Items for identifying locations:
=====

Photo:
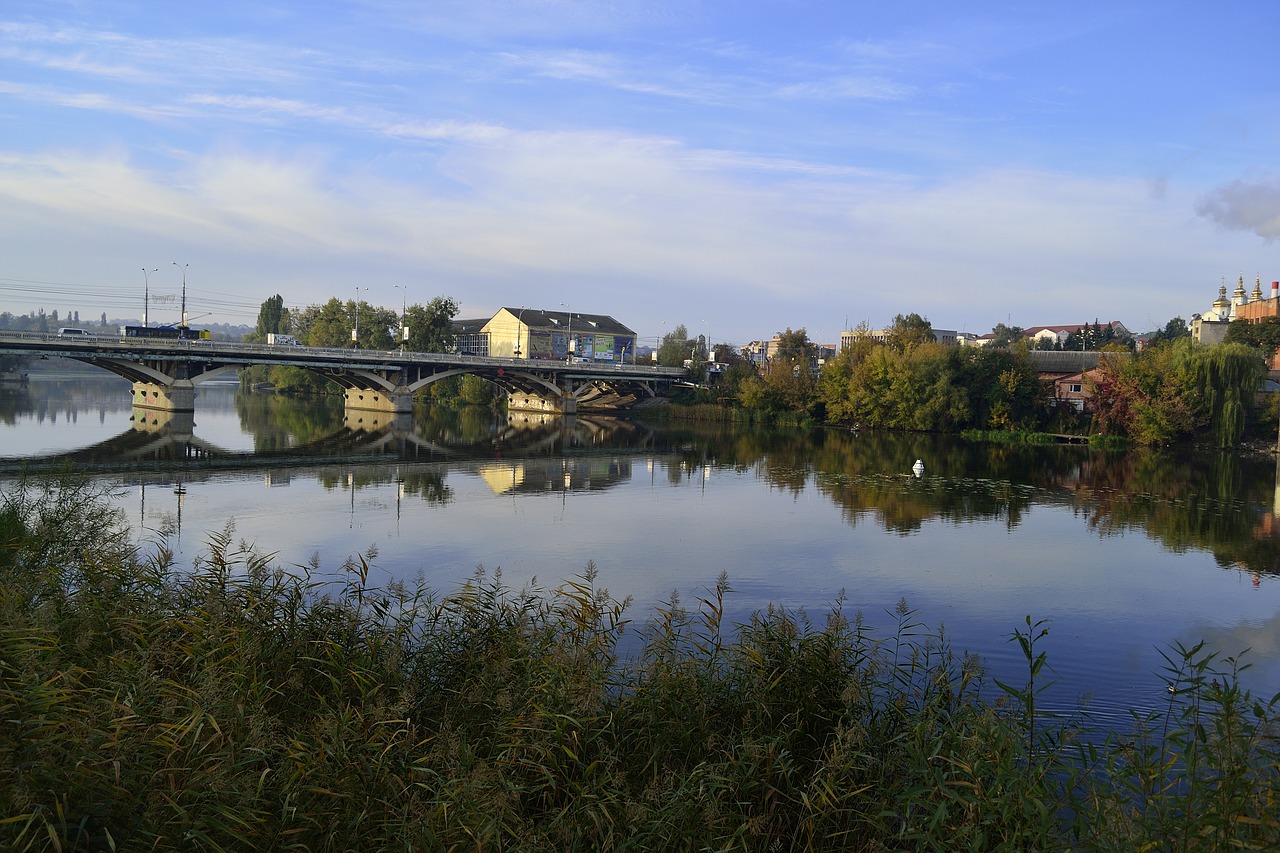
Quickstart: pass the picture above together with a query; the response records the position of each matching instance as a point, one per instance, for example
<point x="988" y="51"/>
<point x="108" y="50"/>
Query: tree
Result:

=====

Directions for this task: Copy every line of the data above word for word, leaving the pictures out.

Response to this task:
Photo:
Quickstart: pass the picture above together with a query; the response records the position of each matching instance as a point, one per instance, for example
<point x="988" y="51"/>
<point x="108" y="50"/>
Query: tree
Result:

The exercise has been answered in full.